EXERCISE: Every line with "spectator" in it should be copied from the data.

Saved entries:
########
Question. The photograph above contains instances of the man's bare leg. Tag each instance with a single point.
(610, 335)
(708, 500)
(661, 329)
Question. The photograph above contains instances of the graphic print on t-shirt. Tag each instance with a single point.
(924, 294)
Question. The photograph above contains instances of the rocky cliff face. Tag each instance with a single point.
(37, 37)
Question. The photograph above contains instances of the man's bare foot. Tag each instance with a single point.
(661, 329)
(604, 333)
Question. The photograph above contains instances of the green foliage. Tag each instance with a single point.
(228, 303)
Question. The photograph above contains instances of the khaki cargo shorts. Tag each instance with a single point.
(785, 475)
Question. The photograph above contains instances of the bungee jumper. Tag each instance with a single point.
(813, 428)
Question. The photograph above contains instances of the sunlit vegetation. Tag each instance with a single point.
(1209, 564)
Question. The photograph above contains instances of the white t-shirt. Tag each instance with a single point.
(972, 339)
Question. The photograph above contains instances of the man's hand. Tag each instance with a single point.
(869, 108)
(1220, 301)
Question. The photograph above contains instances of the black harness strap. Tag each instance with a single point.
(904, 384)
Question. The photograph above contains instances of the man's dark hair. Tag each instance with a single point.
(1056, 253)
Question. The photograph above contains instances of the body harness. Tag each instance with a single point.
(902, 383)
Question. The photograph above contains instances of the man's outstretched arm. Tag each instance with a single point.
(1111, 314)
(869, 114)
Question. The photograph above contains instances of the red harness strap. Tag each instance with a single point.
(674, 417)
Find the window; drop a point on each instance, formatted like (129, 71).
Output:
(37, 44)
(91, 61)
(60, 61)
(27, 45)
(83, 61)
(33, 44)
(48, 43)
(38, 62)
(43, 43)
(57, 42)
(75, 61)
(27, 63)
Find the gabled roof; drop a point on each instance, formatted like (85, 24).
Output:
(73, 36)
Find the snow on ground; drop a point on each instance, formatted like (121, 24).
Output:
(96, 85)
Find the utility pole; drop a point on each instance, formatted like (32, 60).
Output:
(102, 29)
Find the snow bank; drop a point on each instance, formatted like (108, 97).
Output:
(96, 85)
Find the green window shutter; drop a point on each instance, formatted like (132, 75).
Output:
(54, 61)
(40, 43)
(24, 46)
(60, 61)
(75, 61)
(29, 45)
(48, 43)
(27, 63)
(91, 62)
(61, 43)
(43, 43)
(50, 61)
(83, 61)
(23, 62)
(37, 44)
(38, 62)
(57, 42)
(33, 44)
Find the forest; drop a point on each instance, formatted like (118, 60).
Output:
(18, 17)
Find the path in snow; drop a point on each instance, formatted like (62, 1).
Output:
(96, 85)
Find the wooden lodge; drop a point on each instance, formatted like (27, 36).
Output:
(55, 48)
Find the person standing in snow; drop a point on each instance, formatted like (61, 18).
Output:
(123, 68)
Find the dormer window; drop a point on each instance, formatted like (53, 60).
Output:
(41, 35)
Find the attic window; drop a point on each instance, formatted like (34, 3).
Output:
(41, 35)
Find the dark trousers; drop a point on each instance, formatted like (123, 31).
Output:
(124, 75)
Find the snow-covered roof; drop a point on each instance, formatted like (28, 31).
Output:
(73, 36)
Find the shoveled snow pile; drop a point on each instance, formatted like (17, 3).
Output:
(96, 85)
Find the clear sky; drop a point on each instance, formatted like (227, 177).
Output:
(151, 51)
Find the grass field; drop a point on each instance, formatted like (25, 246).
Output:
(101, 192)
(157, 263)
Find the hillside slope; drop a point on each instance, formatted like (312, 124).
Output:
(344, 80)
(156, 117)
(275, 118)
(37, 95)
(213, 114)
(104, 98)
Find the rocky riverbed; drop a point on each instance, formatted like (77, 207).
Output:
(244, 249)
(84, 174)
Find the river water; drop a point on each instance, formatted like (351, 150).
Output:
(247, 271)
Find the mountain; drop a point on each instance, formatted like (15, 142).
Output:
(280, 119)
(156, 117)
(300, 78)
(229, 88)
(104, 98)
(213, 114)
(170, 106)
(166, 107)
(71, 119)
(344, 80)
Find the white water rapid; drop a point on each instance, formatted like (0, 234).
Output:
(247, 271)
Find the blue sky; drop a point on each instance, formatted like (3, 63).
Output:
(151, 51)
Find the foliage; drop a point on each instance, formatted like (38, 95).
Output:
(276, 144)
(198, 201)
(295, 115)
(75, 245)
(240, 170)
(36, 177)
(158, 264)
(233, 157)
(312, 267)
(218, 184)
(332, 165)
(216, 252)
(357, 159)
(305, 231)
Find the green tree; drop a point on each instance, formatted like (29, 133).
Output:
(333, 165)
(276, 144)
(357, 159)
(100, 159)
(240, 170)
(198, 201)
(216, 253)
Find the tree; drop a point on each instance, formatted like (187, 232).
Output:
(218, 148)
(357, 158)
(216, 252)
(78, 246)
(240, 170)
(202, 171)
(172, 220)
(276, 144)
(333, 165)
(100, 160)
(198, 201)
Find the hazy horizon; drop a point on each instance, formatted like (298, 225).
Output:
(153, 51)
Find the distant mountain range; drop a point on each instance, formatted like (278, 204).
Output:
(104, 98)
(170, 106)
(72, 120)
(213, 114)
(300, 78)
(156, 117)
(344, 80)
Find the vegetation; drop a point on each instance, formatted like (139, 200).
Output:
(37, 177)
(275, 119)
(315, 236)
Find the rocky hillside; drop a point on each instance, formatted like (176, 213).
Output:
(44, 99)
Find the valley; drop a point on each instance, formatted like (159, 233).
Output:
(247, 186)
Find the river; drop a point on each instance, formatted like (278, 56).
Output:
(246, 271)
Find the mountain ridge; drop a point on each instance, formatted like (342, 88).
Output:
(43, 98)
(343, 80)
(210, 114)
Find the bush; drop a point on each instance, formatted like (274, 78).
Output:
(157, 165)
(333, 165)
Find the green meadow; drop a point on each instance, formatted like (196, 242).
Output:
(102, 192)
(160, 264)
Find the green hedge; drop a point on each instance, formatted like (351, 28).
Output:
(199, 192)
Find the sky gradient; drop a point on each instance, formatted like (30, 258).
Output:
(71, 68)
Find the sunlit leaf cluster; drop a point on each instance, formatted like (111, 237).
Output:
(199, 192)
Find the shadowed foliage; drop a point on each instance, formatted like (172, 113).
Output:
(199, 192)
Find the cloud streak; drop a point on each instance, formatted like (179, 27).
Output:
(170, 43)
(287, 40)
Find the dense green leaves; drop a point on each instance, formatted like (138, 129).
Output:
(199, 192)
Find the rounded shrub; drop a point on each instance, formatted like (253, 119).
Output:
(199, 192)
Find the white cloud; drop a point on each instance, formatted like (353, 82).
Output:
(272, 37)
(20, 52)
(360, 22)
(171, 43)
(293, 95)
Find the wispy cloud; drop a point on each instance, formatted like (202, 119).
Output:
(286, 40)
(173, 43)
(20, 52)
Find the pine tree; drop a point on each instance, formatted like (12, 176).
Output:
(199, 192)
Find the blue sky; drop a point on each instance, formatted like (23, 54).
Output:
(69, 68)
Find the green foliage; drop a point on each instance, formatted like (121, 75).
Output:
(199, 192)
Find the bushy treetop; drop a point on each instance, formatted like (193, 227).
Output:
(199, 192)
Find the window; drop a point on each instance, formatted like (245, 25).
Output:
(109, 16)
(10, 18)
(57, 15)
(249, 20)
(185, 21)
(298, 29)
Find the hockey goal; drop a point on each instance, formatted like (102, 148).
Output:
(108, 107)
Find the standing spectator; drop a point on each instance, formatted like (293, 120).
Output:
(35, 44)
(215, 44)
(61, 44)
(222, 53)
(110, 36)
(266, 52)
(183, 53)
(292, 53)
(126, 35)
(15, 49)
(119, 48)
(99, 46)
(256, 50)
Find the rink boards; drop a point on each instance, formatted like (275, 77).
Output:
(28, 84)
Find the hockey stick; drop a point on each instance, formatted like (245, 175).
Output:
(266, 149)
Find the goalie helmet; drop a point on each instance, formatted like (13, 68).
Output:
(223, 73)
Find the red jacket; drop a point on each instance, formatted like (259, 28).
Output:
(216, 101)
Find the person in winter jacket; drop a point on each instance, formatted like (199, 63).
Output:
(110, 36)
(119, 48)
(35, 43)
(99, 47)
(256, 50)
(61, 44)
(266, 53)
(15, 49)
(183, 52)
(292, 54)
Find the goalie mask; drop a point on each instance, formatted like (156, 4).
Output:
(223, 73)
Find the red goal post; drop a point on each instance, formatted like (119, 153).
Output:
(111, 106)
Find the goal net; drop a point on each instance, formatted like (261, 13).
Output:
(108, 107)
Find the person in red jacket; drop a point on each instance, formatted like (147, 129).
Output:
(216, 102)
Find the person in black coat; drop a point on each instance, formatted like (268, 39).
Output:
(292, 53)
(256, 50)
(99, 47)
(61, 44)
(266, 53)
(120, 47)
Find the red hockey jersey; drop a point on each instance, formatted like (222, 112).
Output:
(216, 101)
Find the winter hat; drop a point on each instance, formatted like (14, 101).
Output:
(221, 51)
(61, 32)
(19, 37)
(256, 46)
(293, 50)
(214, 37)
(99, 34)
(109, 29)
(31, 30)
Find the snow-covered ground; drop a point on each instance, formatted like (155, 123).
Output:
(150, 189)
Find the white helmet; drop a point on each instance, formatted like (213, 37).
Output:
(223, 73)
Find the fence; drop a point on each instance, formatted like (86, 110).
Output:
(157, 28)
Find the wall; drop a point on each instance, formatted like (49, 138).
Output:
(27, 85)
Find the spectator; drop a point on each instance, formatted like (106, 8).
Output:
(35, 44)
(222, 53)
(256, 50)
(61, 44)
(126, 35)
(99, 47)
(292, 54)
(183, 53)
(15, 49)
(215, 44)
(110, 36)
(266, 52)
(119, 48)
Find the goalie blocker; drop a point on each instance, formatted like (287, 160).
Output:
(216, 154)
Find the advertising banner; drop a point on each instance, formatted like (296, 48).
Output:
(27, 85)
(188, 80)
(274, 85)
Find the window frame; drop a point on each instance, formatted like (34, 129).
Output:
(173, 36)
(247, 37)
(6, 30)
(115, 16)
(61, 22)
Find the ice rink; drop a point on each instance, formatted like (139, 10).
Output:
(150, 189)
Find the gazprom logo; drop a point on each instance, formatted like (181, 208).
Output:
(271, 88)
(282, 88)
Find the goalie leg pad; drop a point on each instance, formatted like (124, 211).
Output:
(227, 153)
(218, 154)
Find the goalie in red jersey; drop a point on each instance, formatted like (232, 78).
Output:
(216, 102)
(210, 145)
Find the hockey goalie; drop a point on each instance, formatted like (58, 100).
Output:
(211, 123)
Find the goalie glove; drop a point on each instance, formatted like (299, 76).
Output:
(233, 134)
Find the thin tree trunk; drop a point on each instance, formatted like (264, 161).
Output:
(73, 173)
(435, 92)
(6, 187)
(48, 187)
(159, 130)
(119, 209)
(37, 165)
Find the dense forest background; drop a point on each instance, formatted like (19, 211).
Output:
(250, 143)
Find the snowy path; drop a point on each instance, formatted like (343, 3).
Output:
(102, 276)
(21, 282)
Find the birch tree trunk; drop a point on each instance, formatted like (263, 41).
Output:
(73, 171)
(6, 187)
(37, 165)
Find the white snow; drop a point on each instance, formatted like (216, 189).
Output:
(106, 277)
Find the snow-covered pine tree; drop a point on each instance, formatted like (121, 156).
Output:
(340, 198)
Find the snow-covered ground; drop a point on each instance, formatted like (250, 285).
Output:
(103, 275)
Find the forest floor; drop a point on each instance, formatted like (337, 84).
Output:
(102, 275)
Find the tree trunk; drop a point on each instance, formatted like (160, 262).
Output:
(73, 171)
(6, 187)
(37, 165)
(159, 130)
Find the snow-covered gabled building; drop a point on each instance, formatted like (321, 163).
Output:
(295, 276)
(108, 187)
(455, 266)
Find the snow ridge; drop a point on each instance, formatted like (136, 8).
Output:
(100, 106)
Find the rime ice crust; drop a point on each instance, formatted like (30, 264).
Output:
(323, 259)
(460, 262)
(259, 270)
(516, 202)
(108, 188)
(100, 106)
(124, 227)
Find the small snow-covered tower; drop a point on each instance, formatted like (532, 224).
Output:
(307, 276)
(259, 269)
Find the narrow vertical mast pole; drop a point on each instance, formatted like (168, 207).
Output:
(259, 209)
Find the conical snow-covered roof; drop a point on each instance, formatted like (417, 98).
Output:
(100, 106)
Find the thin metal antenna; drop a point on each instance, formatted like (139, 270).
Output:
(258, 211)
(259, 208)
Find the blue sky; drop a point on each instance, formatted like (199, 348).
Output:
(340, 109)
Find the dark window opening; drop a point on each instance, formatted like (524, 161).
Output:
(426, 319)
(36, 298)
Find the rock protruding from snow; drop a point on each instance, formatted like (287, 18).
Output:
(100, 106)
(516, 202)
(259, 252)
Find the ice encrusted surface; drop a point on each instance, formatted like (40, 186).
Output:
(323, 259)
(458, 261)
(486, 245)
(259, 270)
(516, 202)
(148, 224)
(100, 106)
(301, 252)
########
YOUR RESPONSE:
Find the standing spectator; drop a point on each instance, formatted like (293, 120).
Find the spectator; drop a point on each instance, formatted like (106, 8).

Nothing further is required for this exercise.